# To do:
Starting at the line that contains "the black jacket", repeat each line exactly until the records end, keeping both the first and the last.

# Dataset records:
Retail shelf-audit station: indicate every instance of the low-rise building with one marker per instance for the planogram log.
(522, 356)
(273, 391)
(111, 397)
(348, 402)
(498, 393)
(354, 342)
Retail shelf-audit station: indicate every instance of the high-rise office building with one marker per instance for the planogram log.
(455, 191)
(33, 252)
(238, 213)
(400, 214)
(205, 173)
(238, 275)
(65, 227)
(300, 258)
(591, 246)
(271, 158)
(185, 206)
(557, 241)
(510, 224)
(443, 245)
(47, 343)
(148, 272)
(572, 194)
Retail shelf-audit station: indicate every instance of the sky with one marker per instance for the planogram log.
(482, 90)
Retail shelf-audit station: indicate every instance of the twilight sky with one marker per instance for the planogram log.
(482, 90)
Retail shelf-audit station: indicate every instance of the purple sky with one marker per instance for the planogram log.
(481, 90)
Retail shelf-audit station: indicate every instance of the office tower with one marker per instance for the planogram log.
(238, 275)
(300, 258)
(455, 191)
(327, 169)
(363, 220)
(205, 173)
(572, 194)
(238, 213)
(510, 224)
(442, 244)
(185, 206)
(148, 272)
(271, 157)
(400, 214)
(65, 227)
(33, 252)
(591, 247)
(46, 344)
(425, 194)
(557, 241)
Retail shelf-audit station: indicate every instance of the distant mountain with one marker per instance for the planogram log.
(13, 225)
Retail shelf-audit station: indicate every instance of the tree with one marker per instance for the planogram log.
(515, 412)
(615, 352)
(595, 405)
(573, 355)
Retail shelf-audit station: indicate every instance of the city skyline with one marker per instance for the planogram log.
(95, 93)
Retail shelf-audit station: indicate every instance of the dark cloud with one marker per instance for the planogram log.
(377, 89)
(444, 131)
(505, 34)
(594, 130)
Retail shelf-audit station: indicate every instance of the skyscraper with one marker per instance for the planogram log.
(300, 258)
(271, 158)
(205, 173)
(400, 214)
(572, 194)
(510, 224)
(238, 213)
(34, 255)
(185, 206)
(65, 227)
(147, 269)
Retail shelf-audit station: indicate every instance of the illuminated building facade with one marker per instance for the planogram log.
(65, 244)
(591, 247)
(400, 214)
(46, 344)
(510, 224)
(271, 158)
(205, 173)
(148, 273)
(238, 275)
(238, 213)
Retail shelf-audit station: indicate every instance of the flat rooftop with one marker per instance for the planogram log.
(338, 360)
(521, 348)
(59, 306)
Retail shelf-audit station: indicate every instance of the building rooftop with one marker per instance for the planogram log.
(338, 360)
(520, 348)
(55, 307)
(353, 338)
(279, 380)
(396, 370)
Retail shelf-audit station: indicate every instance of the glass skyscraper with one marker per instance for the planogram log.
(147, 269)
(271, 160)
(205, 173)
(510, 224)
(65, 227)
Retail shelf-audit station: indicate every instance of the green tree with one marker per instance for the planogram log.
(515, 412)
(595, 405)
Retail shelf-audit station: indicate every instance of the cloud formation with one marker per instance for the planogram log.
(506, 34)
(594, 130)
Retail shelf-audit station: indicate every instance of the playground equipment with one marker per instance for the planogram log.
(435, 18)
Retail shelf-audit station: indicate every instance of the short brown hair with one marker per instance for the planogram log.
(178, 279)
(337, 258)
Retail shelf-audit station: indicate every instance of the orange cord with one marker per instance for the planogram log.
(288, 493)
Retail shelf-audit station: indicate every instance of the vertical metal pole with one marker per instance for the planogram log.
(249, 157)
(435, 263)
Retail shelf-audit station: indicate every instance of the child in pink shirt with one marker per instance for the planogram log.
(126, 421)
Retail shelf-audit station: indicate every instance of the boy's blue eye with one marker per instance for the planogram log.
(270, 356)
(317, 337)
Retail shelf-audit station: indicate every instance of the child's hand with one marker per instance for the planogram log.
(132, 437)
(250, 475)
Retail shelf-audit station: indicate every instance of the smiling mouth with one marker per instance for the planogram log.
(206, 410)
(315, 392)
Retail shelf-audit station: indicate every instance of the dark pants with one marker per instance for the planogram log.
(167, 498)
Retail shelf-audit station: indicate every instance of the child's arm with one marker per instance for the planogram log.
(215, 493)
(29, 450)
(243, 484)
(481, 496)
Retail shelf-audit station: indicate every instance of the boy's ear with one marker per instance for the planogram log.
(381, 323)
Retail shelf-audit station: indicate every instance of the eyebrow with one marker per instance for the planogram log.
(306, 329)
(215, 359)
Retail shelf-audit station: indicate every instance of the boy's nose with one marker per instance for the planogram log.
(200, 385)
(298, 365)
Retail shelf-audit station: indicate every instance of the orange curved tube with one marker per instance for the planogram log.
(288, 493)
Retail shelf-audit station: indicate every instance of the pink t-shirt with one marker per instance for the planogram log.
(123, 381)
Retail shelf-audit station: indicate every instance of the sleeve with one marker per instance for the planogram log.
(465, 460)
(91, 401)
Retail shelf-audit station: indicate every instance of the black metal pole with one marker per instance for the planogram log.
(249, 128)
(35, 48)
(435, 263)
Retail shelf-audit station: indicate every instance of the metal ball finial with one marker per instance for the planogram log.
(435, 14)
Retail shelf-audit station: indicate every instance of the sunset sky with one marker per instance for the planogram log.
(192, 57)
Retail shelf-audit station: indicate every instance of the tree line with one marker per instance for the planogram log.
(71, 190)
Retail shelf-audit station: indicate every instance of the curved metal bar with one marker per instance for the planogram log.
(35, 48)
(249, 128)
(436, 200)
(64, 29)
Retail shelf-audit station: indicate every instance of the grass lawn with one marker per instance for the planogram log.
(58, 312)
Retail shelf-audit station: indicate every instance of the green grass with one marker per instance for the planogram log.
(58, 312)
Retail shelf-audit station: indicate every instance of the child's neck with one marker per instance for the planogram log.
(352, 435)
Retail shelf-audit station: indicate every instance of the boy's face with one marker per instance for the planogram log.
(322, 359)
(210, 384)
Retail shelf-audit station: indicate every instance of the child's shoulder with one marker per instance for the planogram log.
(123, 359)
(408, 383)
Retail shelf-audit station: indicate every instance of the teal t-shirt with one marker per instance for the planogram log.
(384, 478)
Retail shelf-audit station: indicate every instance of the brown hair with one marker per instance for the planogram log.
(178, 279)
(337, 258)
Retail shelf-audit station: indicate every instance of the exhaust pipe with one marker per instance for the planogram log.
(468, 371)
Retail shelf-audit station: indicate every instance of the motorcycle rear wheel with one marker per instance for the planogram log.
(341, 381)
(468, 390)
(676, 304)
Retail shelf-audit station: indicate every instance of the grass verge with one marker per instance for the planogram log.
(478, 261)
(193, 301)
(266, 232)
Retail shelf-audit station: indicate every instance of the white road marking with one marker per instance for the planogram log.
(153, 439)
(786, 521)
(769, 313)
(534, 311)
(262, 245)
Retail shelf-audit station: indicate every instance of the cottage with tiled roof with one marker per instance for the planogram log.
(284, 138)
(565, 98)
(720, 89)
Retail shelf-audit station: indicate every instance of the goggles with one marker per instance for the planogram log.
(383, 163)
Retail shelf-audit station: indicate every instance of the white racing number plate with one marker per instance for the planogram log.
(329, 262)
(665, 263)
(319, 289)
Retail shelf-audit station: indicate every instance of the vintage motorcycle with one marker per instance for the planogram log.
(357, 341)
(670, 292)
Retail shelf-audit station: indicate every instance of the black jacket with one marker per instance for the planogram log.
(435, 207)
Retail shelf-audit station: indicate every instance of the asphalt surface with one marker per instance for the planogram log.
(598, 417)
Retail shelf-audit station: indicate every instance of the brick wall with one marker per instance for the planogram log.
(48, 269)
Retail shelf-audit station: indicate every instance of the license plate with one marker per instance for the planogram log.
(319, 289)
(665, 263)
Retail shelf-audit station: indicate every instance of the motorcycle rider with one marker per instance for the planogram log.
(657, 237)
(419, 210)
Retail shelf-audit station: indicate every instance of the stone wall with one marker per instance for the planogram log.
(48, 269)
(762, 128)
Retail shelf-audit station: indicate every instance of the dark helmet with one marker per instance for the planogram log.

# Answer to the problem:
Retail shelf-audit station: indicate every instance of the black jacket with one marker per instance for the planogram log.
(435, 207)
Retail shelf-audit station: indicate every instance of the asphalt surface with one marker per instance for the planogram log.
(598, 417)
Retail shelf-audit station: indicate every instance of the brick wall with one marker per instance for the planogram log.
(48, 269)
Retail shelf-audit station: indicate every instance of the license plate with one marker per instance for the planogram log.
(319, 289)
(665, 263)
Retail shelf-audit station: indicate every instance of the motorcycle rider with one marker per instance for the planogram log.
(657, 237)
(419, 210)
Retail shelf-audit station: indicate every instance of the stone wall with one marker per instance for the planogram log.
(48, 269)
(762, 128)
Retail shelf-audit station: indicate every instance of the dark helmet with one marker per instance for the planogram log.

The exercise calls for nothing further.